Passage
****************************************
India’s External Affairs Minister S.M. Krishna has urged the Sri Lankan government to forge ahead with political reconciliation steps recommended by a presidential inquiry into the final phase of the 25-year civil war that ended in 2009.
Krishna met Tuesday with President Mahinda Rajapaksa in Colombo. He noted the constructive recommendations of the Lessons Learnt and Reconciliation Commission, created in 2010 amid intense international pressure to investigate alleged human rights violations by government forces and Tamil Tiger rebels.
After talks with his counterpart, Professor G.L. Peiris, in Colombo, Krishna said “these recommendations, when implemented, will mark a major step forward in the process of genuine national reconciliation to which the Sri Lankan government is committed.” Krishna added that Sri Lanka must “seize this opportunity.”
The two ministers also signed an agreement for the construction of housing in the former war zone, as well as several other deals in railways and telecommunications.
Human rights groups have called for an international investigation and more accountability following the release of a Sri Lankan report in November clearing its military of targeting civilians in the final stages of the civil war.
****************************************
Exercise tasks
A - In the article on S.M. Krishna's visit to Sri Lanka, in what year was the Lessons Learnt and Reconciliation Commission created?
B - From the article on S.M. Krishna's visit to Sri Lanka, reproduce the part that opens with the words containing "Krishna met Tuesday" and closes with "Tamil Tiger rebels.".
C - Write the next part of the news article on S.M. Krishna's visit to Sri Lanka, starting after its last sentence.
****************************************
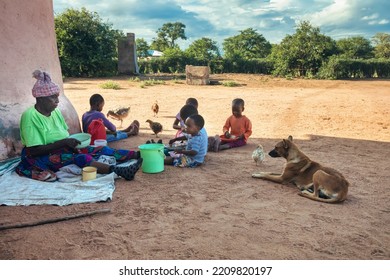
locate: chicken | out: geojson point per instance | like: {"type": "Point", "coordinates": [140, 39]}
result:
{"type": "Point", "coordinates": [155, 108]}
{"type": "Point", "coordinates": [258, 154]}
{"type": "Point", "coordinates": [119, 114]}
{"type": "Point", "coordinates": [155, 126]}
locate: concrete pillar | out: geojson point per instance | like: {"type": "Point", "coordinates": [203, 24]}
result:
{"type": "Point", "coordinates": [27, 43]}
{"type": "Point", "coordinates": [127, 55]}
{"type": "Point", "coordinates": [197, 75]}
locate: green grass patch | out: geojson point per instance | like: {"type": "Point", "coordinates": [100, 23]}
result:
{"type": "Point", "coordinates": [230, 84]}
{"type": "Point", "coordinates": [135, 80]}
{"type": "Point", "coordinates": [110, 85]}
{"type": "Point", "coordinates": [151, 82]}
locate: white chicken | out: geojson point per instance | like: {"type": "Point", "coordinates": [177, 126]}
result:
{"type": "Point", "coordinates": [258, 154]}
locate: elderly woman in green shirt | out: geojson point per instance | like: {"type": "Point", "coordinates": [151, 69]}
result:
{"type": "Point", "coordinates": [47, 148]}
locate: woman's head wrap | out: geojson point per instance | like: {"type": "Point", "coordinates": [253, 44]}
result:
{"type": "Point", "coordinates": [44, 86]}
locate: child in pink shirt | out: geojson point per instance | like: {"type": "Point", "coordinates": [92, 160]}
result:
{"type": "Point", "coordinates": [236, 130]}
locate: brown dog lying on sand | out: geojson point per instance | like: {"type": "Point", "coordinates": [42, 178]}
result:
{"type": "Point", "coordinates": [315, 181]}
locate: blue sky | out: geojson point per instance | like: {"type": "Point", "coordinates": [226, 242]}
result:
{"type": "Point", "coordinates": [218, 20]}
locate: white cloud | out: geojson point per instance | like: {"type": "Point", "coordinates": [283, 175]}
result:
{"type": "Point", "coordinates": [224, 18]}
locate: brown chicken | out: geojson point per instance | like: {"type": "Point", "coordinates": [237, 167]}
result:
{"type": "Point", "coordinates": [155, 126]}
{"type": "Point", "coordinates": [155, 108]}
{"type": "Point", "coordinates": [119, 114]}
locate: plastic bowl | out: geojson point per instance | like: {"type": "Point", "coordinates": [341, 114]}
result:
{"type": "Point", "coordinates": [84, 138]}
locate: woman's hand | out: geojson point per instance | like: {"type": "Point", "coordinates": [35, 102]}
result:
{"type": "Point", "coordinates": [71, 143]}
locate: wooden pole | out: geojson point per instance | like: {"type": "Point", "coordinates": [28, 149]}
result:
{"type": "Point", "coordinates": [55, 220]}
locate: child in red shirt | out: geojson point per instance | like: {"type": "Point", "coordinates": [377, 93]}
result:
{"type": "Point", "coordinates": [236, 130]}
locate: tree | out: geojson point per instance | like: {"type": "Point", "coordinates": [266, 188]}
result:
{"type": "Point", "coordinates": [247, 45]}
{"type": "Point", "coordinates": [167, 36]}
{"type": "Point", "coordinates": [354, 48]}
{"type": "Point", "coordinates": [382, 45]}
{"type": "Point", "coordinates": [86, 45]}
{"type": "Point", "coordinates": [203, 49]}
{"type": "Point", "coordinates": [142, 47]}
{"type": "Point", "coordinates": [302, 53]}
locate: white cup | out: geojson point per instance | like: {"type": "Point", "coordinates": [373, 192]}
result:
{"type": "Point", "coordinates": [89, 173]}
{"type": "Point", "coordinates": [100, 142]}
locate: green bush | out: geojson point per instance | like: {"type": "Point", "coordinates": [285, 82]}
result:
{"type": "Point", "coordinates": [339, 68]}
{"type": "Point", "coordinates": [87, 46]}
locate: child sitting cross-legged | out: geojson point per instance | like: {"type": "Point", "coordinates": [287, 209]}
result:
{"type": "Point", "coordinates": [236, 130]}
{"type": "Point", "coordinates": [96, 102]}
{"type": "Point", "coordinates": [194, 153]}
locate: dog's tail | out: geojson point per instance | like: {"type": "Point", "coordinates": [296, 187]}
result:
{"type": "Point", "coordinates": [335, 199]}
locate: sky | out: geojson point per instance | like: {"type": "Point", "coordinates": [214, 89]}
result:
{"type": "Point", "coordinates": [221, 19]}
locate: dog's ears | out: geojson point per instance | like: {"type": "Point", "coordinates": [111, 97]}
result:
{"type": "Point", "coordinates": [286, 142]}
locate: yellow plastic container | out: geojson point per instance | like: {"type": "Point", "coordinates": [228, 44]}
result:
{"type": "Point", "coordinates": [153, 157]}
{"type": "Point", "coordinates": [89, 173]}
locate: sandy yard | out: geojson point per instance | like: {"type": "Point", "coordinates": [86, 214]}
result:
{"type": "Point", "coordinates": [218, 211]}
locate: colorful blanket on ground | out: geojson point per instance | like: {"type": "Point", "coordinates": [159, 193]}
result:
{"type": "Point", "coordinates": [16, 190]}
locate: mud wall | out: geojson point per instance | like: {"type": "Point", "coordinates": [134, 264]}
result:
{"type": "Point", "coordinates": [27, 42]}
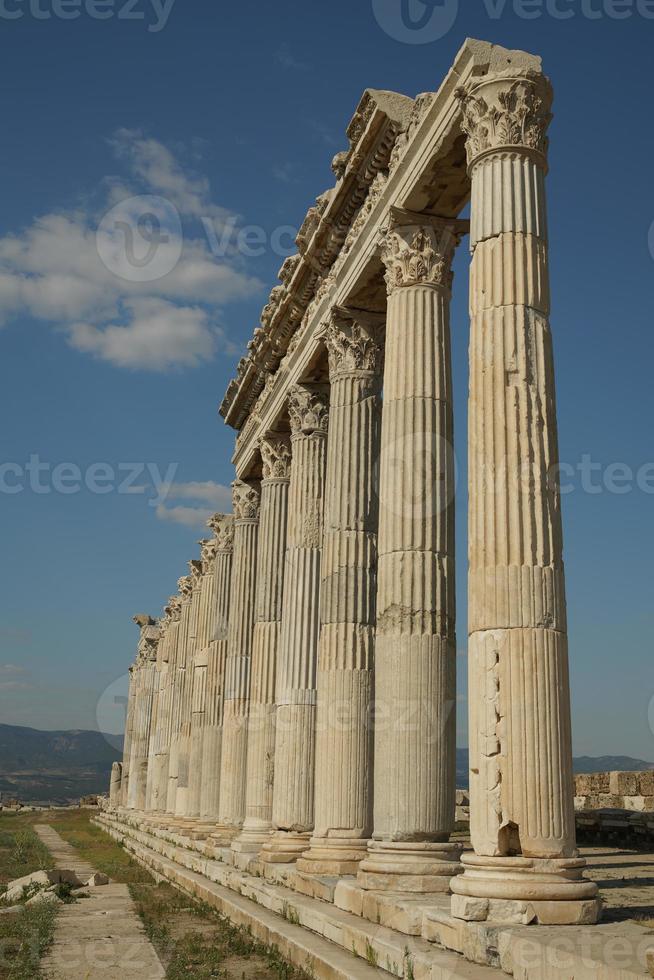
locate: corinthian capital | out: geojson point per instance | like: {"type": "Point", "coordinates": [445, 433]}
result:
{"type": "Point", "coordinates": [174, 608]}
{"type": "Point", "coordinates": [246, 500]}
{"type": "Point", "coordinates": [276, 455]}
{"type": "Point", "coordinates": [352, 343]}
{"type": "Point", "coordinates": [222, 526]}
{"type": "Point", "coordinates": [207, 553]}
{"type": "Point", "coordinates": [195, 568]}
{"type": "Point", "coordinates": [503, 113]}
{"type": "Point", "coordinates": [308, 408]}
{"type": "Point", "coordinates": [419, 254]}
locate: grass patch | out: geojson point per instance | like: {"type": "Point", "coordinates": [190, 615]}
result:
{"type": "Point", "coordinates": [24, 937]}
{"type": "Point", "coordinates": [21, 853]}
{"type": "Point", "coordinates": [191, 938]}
****************************************
Answers for the tasks
A - 2010

B -
Krishna met Tuesday with President Mahinda Rajapaksa in Colombo. He noted the constructive recommendations of the Lessons Learnt and Reconciliation Commission, created in 2010 amid intense international pressure to investigate alleged human rights violations by government forces and Tamil Tiger rebels.

C -
Sri Lanka said it was “satisfied” that security forces had taken precautions to keep civilian casualties to a minimum.
But Human Rights Watch said the commission’s failure to provide a roadmap for investigating and prosecuting wartime perpetrators shows the “dire need” for an independent, international commission.
Another human rights group, Amnesty International, said the report contained signs of the “bias we had feared.”
A United Nations report issued in April said tens of thousands of civilians may have been killed in government shelling of hospitals and other civilian targets. The report said the military’s actions could amount to war crimes, and it called for the U.N. to establish a special body to investigate further.
The Sri Lanka government has denied it committed war crimes during the conflict.